#### [Activity]
Beneath this line is the data. Output exactly the lines from the line with "Practice step: find the church" to the line with "Practice step: find the narrow", both ends included, and nothing more.

#### [Input records]
• • • • • • •
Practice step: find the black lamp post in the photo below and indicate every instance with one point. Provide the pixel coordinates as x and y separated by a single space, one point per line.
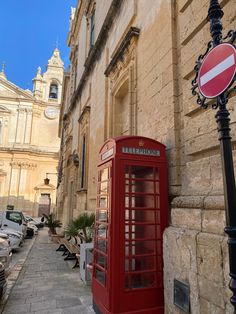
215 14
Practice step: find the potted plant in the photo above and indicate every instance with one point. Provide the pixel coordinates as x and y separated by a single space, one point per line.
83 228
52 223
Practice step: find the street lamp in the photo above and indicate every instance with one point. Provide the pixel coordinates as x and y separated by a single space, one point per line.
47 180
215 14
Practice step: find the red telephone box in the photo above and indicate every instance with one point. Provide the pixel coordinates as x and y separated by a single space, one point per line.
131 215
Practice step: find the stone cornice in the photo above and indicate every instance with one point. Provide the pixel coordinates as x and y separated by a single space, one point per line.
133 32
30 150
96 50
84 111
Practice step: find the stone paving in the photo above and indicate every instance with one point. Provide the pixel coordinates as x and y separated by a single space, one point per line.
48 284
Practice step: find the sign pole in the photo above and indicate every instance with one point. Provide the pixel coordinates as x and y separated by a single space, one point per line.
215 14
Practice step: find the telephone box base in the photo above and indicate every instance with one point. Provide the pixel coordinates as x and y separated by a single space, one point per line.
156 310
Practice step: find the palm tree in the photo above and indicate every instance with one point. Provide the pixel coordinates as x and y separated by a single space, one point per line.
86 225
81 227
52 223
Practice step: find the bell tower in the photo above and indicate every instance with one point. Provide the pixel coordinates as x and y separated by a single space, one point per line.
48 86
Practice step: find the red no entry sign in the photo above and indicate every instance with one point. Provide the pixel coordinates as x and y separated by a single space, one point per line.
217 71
• • • • • • •
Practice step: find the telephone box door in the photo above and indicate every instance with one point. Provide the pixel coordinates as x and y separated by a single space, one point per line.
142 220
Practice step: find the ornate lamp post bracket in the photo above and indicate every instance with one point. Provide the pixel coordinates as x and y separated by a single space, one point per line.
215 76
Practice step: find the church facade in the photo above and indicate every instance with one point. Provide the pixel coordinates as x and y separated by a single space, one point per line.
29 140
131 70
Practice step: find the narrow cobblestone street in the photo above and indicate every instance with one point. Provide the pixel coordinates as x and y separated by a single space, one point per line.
• • • • • • •
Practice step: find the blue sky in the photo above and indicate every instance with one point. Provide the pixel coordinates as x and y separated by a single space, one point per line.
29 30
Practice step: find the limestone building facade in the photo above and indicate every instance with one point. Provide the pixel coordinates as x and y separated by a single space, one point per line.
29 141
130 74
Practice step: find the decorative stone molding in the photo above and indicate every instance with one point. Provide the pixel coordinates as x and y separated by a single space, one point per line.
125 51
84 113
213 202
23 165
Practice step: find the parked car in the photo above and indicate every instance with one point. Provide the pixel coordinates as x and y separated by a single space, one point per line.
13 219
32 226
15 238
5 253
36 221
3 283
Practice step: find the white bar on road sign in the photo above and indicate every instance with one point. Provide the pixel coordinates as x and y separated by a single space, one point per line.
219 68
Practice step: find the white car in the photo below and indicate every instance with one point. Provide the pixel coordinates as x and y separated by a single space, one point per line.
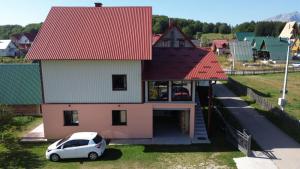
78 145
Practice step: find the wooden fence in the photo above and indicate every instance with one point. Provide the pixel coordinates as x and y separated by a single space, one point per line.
• • • • • • •
#### [Task solution]
Practice step: find the church facade in the photo above and indicate every instance with one point. Provide the pixel coordinates as x and y separated by a single space, one point per line.
29 140
131 70
Practice step: find the narrow cobblestone street in the photo above and indicate every instance with one point. Provide the pixel coordinates as x and y separated by a single space, one point per line.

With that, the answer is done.